Para fake buyer ini kemudian memberikan ulasan atau testimoni palsu yang menguntungkan toko yang bersangkutan.
Pada tanggal 7 Oktober 2023, seorang pengguna TikTok dengan nama @andreayudias membagikan kisah mengenai praktik jasa fake buyer. Dalam videonya, ia menceritakan bagaimana temannya berhasil menghasilkan uang dalam jumlah fantastis dalam waktu singkat.
Temannya ini bergabung dalam sebuah grup freelance yang fokus pada aplikasi obrolan. Di dalam grup tersebut, orang-orang di bayar untuk berperan sebagai fake buyer saat sesi live di platform jual beli. Mereka di bayar dengan jumlah yang kecil, sekitar Rp5.000 rupiah untuk setiap transaksi CO (Check Out).
Dengan melakukan CO pada 10 akun berbeda dalam sehari, temannya bisa menghasilkan Rp50.000 rupiah dalam sehari, atau sekitar 1.500.000 rupiah dalam sebulan. Pembayaran kepada fake buyer di lakukan melalui sistem COD (Cash on Delivery).

────────────────

Tujuan yang Dinyatakan A ▸ Sajikan baris-baris dalam daftar, mulai dari baris yang memuat "Report one point per instance of the baby's hand" sampai dengan akhir daftar, dalam bentuk butir bernomor tanpa baris kosong.
Daftar yang menyusul tidak memiliki hubungan apa pun dengan kutipan di atas.

────────────────

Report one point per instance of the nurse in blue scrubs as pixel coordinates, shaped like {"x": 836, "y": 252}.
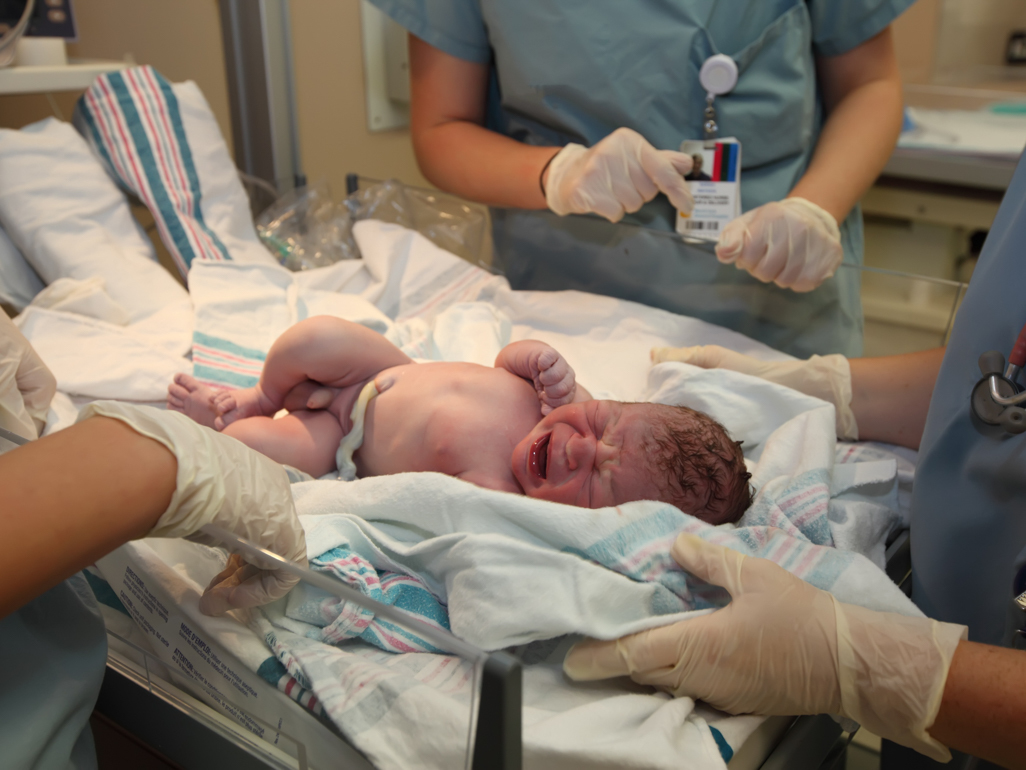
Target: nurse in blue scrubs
{"x": 948, "y": 681}
{"x": 549, "y": 108}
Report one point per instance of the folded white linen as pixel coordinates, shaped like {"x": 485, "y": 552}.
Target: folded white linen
{"x": 18, "y": 282}
{"x": 69, "y": 220}
{"x": 100, "y": 359}
{"x": 85, "y": 297}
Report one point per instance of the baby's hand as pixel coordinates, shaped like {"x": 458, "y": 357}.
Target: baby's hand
{"x": 554, "y": 380}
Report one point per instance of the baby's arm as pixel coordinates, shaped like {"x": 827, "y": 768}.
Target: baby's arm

────────────────

Tujuan yang Dinyatakan B ▸ Sebutkan semua jumlah uang yang tercantum dalam kutipan tentang jasa fake buyer.

Jawaban yang Diharapkan A ▸
1. Report one point per instance of the baby's hand as pixel coordinates, shaped like {"x": 458, "y": 357}.
2. Target: baby's hand
3. {"x": 554, "y": 380}
4. Report one point per instance of the baby's arm as pixel coordinates, shaped like {"x": 827, "y": 768}.
5. Target: baby's arm

Jawaban yang Diharapkan B ▸ Rp5.000, Rp50.000, dan 1.500.000 rupiah.